Region annotation entries
▼
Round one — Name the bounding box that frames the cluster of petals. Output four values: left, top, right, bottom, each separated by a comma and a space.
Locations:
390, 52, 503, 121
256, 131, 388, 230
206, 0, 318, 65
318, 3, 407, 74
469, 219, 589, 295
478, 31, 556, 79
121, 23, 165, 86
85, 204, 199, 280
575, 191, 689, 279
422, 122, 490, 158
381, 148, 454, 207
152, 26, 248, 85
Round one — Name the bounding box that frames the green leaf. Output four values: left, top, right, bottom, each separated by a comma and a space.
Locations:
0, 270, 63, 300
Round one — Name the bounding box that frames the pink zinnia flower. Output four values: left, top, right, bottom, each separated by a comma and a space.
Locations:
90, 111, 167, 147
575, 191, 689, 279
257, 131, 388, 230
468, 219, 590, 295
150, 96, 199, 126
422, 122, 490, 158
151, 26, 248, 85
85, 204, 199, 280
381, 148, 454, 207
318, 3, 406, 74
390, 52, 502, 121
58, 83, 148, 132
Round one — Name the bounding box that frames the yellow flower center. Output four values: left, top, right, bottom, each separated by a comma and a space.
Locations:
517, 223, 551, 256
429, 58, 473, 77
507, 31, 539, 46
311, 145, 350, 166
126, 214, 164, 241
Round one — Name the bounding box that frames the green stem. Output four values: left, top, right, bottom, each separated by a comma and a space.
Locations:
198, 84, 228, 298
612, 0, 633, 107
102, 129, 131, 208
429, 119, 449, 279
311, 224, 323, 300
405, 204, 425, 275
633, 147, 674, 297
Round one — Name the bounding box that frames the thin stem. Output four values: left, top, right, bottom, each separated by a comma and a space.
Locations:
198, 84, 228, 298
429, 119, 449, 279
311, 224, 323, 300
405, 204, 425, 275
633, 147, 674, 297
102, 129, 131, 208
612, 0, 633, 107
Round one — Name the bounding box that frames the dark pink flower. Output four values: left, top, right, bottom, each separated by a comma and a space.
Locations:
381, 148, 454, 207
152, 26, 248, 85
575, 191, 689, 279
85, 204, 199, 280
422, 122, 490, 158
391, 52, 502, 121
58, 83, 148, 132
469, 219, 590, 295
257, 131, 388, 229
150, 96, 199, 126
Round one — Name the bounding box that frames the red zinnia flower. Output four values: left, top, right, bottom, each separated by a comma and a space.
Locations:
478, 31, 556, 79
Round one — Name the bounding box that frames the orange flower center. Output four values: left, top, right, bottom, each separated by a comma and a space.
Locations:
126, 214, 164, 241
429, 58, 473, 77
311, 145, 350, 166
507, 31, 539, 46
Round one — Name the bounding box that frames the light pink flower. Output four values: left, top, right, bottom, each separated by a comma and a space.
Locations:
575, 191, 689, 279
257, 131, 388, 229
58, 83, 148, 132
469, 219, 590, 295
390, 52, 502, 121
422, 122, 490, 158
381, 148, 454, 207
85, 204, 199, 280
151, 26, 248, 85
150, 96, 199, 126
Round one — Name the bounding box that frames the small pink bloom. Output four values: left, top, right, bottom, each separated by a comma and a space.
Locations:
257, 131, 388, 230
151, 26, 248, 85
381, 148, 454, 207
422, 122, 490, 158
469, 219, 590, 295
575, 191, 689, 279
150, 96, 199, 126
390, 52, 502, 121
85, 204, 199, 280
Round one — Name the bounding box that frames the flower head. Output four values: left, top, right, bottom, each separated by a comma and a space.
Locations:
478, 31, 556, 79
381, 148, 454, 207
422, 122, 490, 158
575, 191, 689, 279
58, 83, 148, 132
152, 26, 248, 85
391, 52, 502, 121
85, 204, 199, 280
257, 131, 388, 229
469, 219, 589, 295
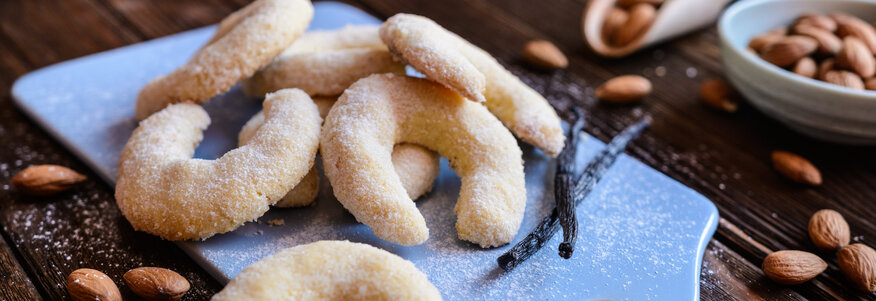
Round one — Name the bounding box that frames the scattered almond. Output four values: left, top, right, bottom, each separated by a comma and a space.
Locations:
700, 79, 738, 113
523, 40, 569, 69
124, 267, 191, 301
836, 244, 876, 293
791, 56, 818, 78
772, 151, 821, 186
809, 209, 851, 251
762, 250, 827, 285
824, 70, 864, 90
836, 36, 876, 78
67, 269, 122, 301
601, 6, 630, 43
830, 13, 876, 53
12, 165, 87, 196
761, 36, 818, 68
596, 75, 651, 103
748, 27, 788, 53
793, 14, 837, 32
612, 3, 657, 46
794, 25, 843, 55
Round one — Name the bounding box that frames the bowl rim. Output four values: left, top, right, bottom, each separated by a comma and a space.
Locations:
718, 0, 876, 101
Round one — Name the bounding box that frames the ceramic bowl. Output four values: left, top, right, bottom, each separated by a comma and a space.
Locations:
718, 0, 876, 145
▲
Resize the bounding box coordinates in the listing, from the line that contains "Round one — Name the bounding box that frames the scattered" through the end of the listing, both included. Rewrite every line in that span with each coordinate multiplied by 0.2 and rounded to a whole number (halves round up), and keep all other wording unchanged.

Round one — Name the bounding box that frames the scattered almond. Output four values: left, top, right, bottom, each separated by a comma and a space.
Locations:
140, 16, 148, 23
105, 8, 114, 14
25, 53, 38, 60
167, 49, 175, 59
158, 11, 164, 16
154, 30, 164, 37
162, 42, 170, 50
152, 50, 165, 57
165, 14, 173, 18
167, 7, 175, 16
13, 54, 24, 60
120, 1, 126, 9
166, 3, 175, 11
2, 33, 17, 39
152, 7, 164, 14
119, 15, 130, 21
150, 5, 158, 11
159, 3, 167, 6
122, 1, 131, 9
159, 5, 169, 11
Round one — Name the bounding box that frames the bowl rim. Output four values: left, top, right, bottom, each separated by a comma and a space.
Locations:
144, 0, 175, 20
Round one — Name the bounding box that frames the ceramic bowl. Output four values: left, top, right, bottom, each separated by a comma and a space.
Locations:
144, 0, 175, 29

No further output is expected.